(Exercise details)
Could you rewrite the entries from the line containing "The component shall return one point per instance of the knit" through the end of the entries, requests included, scaling every x and y coordinate in the answers by 1.5 and rounding each to a whole number, with halves rounded up? Leave the requests and the format samples they contain unchanged.

'''

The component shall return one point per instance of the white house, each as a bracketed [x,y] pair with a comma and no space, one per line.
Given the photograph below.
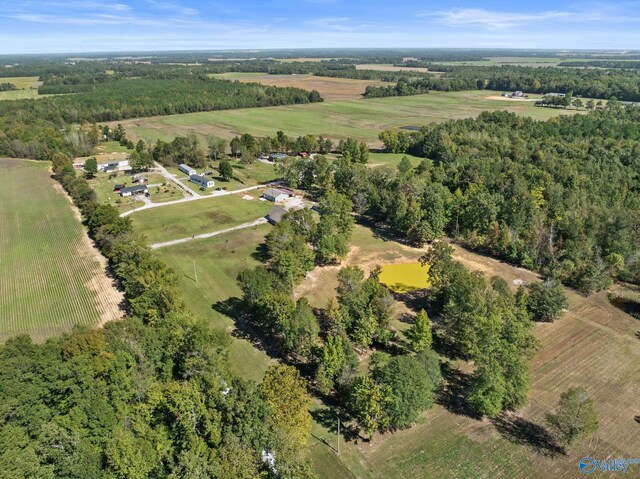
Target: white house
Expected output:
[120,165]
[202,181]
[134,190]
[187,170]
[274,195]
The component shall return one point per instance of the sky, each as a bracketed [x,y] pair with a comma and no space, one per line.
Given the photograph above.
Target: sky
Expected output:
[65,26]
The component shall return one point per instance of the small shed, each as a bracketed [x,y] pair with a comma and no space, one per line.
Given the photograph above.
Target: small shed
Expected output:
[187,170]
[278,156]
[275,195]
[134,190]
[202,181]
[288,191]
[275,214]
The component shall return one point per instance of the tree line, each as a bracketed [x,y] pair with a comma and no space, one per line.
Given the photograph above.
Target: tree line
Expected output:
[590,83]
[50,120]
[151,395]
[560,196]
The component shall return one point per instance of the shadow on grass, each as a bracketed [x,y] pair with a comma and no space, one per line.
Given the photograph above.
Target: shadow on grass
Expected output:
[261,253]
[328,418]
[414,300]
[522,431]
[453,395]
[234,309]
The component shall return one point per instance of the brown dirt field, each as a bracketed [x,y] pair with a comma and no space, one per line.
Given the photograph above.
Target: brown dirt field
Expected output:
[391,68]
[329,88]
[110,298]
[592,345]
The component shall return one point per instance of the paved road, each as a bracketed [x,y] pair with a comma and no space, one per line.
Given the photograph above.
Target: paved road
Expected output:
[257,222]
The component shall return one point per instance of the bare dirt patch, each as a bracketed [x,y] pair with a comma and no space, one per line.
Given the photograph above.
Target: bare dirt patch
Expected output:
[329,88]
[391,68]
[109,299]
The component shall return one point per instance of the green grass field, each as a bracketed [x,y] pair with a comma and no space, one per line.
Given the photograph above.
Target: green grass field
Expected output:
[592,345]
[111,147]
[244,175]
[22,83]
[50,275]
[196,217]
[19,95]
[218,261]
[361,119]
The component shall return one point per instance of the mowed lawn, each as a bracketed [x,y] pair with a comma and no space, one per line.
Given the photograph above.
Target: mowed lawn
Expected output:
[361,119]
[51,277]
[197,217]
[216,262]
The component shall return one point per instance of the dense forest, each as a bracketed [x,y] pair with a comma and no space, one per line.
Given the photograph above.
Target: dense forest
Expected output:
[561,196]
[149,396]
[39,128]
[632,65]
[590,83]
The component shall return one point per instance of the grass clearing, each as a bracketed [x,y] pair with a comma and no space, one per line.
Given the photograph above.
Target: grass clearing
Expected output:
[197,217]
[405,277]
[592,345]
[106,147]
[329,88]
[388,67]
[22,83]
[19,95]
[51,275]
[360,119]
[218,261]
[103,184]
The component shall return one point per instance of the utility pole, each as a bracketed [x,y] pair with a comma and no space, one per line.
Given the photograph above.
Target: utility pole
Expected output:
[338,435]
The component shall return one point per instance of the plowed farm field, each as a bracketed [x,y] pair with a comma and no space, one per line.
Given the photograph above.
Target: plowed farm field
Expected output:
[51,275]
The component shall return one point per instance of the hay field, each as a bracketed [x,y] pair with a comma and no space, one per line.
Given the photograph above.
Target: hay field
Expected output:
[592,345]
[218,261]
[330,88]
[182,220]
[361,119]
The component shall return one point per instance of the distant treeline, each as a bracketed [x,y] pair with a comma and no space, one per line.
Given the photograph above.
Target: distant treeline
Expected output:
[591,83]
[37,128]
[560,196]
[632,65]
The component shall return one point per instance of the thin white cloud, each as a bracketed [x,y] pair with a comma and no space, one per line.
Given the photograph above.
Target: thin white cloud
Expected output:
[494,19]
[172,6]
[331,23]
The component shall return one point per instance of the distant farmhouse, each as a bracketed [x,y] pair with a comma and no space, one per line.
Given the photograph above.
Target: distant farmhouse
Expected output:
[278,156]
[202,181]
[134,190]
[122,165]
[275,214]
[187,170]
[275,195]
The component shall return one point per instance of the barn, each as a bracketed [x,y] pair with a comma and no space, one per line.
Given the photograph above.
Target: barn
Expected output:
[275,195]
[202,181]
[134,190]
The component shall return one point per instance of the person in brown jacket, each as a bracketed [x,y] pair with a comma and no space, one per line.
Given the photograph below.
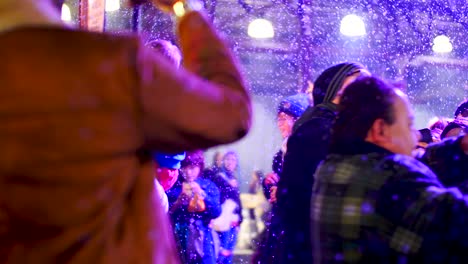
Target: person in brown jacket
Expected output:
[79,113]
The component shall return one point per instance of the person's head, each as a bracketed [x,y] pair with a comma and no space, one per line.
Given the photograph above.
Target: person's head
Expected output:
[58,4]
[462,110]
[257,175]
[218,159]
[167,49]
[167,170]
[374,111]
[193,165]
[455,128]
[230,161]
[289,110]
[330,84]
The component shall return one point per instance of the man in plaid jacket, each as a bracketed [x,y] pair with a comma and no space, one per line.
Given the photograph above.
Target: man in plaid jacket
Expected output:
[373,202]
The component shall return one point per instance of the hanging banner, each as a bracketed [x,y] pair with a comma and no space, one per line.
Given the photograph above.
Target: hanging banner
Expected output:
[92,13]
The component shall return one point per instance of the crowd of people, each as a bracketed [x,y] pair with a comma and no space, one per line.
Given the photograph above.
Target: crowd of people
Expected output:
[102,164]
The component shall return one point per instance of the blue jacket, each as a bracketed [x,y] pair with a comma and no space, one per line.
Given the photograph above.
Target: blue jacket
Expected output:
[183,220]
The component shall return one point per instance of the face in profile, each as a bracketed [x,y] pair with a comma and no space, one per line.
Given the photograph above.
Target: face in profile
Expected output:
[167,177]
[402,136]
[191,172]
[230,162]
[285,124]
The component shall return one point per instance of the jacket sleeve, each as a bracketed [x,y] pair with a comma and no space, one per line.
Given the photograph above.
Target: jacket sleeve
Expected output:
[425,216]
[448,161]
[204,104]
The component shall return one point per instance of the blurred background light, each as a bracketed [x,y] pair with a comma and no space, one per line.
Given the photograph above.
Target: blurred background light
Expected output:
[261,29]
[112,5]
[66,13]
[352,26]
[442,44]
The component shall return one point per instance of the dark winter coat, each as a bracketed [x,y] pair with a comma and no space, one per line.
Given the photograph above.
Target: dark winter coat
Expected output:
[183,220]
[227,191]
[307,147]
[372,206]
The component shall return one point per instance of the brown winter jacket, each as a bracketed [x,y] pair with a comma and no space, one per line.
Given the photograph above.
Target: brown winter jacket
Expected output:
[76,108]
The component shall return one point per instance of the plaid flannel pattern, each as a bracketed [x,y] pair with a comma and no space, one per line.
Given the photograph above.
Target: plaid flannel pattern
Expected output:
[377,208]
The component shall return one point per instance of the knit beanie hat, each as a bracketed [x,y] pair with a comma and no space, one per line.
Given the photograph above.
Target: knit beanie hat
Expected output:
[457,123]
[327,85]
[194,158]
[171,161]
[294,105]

'''

(Solution)
The component shall return one point per instance of the knit beanie hat, each as a bracketed [x,y] pair with a comma and no space, one per line.
Given the photograph above.
Target: knit beanie hat
Expected output:
[686,185]
[491,128]
[291,237]
[257,242]
[441,158]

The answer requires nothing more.